• Exercise goal: Pull out every line of the rows below that contains the word "white". Case counts.

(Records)
=-=-=

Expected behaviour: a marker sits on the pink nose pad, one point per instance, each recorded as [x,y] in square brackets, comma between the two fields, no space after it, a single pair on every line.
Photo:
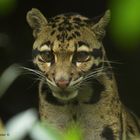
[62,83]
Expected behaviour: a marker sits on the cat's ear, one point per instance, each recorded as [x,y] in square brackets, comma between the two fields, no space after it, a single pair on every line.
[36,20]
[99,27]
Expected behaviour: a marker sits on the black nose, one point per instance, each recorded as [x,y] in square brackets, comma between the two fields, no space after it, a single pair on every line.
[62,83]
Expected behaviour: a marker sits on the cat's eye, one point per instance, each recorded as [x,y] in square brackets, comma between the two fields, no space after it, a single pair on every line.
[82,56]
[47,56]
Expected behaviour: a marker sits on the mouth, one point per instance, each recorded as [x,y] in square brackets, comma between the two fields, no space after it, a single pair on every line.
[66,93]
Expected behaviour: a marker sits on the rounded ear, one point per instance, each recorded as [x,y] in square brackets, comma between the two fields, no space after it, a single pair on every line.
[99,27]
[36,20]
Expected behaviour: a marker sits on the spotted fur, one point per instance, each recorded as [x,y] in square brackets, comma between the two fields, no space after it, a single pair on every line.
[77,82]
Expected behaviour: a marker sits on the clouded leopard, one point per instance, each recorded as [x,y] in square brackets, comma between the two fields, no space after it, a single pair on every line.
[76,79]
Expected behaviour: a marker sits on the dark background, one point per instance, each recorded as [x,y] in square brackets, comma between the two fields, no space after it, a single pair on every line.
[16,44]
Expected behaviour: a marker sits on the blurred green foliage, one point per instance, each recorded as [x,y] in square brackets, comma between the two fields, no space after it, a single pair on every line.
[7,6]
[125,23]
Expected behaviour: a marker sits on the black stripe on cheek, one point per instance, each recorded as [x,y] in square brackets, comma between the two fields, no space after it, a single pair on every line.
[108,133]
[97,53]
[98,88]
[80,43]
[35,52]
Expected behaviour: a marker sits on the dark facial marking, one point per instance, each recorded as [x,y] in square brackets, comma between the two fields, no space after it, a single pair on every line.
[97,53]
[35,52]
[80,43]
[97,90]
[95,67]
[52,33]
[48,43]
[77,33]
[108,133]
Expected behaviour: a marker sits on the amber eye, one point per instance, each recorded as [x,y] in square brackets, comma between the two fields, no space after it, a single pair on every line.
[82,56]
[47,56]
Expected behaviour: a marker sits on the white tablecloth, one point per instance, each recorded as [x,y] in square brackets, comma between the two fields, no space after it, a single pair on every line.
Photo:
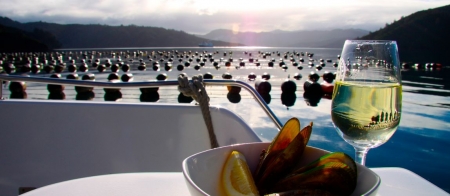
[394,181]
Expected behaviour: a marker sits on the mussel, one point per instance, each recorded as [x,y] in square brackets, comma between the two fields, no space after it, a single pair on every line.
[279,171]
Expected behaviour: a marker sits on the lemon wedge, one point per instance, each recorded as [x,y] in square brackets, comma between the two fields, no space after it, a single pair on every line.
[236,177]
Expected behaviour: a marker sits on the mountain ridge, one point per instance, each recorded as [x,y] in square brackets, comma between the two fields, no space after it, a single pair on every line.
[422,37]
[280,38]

=-=-=

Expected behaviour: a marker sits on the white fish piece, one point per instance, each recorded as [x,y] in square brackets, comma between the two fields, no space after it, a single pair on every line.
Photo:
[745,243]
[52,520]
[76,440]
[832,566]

=-=-=

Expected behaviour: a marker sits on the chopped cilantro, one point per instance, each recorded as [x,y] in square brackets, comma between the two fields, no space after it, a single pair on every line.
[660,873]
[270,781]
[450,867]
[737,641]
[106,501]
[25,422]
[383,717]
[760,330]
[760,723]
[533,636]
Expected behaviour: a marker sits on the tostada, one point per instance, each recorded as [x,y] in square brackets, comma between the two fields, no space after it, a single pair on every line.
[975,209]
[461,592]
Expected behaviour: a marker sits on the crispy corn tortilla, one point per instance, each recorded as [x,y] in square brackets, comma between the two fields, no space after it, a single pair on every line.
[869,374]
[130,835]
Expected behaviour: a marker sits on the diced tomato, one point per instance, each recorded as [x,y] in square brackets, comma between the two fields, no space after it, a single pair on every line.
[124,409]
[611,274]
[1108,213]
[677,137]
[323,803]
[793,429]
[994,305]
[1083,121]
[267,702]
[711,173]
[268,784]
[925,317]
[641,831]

=-=-=

• Exercise answer:
Expected behaviour: a marker sits on the white tablecloth, one point per instance, each recorded as [x,y] in square brackets, comma between the two fields, no space after it, a single pair on every line.
Expected behaviour: a marker sits on the white fish piece, one point per instance, each recorded as [x,y] in square brackets, comma between the two fields, no space after it, a single pair on every line.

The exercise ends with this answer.